Members of the Miller-Coulson Academy of Clinical Excellence include Johns Hopkins surgeons, oncologists, radiologists and pediatricians. Now, for the first time, an ophthalmologist and a dermatologist have joined their ranks.
Part of the Center for Innovative Medicine at Johns Hopkins Bayview Medical Center, the Academy was created to honor and share knowledge about extraordinary patient care. The Johns Hopkins Medicine faculty members who are selected each year go through a rigorous application. Inductees work together on research and education that foster clinical excellence.
On April 17, colleagues, family members and patients filled the Chevy Chase Bank Conference Center for the annual induction ceremony. Eleven honorees, including ophthalmologist Sharon Solomon and dermatologist Manisha Loss, joined 72 other members. The institute was created in 2006 with financial support from the Miller and Coulson families.
Internist Scott Wright, director of the academy, unveiled a program called ClOsler, an online repository of inspirational content about clinical excellence, to be launched later this year.

__Apply what you read__:
1) According to the passage on the Miller-Coulson Academy, how many honorees were inducted at the April 17 ceremony?
2) From the passage on the Miller-Coulson Academy, return the stretch from "Part of the" through "and Coulson families.".
3) Take the passage on the Miller-Coulson Academy further, continuing from its final sentence.
The items after this point come from a separate source.

(Saved entries)
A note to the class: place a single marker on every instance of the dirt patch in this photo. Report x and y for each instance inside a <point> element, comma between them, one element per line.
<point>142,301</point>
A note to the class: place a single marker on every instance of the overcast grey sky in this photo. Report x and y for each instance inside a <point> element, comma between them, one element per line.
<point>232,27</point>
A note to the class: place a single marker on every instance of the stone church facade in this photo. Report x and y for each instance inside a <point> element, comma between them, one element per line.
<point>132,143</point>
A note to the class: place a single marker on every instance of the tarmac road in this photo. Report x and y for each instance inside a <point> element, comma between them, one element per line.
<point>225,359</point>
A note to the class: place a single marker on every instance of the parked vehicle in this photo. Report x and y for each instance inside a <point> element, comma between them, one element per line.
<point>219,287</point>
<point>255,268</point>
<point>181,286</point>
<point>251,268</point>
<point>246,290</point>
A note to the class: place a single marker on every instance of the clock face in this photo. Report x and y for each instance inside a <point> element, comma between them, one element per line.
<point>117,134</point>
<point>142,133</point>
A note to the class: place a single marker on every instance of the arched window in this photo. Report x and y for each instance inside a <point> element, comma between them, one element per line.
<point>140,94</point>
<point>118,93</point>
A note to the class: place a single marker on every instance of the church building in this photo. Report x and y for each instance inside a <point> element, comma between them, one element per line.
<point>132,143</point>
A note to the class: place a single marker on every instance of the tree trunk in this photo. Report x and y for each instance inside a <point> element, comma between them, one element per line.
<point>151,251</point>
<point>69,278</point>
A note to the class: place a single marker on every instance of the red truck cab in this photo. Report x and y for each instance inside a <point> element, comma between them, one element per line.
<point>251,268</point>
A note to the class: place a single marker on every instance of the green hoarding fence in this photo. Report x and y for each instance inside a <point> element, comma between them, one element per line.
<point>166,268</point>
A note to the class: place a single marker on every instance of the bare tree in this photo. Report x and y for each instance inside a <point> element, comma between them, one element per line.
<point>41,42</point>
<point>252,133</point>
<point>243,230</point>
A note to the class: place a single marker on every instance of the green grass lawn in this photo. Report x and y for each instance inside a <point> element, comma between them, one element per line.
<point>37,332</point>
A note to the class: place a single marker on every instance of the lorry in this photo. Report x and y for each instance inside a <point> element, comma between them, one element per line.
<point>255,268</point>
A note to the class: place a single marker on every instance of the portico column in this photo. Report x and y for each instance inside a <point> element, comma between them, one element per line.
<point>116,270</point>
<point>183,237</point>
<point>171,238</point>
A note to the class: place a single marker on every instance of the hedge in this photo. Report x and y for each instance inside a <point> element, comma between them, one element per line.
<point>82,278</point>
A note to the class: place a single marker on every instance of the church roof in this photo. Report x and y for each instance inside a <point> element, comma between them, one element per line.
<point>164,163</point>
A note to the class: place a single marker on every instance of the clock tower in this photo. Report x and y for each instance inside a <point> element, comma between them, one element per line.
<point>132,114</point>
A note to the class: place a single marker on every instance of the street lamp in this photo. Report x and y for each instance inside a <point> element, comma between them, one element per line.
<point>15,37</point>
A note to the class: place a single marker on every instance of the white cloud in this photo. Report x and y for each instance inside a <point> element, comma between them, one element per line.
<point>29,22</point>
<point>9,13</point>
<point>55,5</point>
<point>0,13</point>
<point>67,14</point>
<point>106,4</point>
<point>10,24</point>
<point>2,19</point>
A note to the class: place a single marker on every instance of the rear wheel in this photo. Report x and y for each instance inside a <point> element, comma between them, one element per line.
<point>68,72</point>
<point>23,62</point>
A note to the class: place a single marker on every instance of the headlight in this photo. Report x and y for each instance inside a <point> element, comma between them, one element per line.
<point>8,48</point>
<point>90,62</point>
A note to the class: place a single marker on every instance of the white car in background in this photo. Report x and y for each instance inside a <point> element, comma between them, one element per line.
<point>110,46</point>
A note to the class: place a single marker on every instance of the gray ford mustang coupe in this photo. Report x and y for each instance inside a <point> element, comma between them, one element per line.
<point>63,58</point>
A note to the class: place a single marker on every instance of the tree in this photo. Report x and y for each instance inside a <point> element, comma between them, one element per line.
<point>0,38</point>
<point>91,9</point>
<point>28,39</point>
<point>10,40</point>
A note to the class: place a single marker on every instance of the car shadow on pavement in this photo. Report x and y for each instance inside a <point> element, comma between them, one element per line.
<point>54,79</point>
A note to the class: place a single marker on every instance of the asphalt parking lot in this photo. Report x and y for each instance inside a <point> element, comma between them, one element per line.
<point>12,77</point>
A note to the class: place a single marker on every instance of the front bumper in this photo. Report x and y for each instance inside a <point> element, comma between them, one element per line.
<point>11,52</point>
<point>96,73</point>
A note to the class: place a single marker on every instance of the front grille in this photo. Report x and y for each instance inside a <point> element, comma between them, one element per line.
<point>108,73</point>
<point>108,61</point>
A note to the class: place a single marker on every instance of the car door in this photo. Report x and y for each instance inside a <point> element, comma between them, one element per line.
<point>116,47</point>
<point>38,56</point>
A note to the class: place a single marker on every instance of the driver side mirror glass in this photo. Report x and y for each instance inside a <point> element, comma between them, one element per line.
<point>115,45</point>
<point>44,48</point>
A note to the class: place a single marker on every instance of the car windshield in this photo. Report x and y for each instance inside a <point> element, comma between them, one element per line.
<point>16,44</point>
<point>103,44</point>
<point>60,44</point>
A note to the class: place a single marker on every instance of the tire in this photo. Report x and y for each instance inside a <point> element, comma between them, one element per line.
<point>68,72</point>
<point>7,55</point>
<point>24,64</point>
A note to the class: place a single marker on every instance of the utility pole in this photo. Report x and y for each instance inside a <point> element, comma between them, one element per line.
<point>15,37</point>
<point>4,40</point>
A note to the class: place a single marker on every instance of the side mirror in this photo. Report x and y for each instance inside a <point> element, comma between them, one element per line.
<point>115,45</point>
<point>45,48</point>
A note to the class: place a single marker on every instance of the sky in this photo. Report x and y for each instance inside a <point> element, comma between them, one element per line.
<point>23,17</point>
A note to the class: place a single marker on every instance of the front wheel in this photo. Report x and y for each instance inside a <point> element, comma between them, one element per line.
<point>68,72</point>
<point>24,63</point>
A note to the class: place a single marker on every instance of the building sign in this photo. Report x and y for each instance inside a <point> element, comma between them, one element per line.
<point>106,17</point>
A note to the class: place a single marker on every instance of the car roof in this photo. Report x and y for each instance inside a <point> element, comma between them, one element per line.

__Replies__:
1) Eleven honorees were inducted.

2)
Part of the Center for Innovative Medicine at Johns Hopkins Bayview Medical Center, the Academy was created to honor and share knowledge about extraordinary patient care. The Johns Hopkins Medicine faculty members who are selected each year go through a rigorous application. Inductees work together on research and education that foster clinical excellence.
On April 17, colleagues, family members and patients filled the Chevy Chase Bank Conference Center for the annual induction ceremony. Eleven honorees, including ophthalmologist Sharon Solomon and dermatologist Manisha Loss, joined 72 other members. The institute was created in 2006 with financial support from the Miller and Coulson families.

3)
The name refers to Johns Hopkins Hospital pioneer Sir William Osler, who famously said, “The good physician treats the disease; the great physician treats the patient who has the disease.” ClOsler hopes to bring health care providers “a little closer to Osler,” he said.
New academy members emphasized the partnerships that make their work possible and shared insights about clinical excellence.
Solomon noted that ophthalmology does not lend itself to physically touching the patient, as examination involves equipment used to examine eyes for signs of vision loss and disease. She believes that one of the most important parts of her job is to listen to the people she treats. “Each day, I am aware of the fear, anxiety and depression that affects a patient who is losing vision,” she said.
Loss, the first dermatologist to become a Miller-Coulson member, specializes in proactive care for organ transplant patients, who are at increased risk for skin cancer. She strives to deliver the same warmth and caring to her patients that she received from her “aunties and uncles,” the tight-knit group of doctors, many born outside the United States, who were colleagues of her surgeon father.
Other inductees also spoke of patient care as a function not of technical prowess but of understanding what patients are going through.
“Communication is key,” said surgical oncologist Matthew Weiss. “I see a lot of patients very quickly, and in that short period of time it is the worst day of that patient's life.” In that brief encounter, he must deliver a diagnosis, outline a treatment plan that may involve surgery and chemotherapy, and answer difficult questions. “All the while I have to leave them with hope.”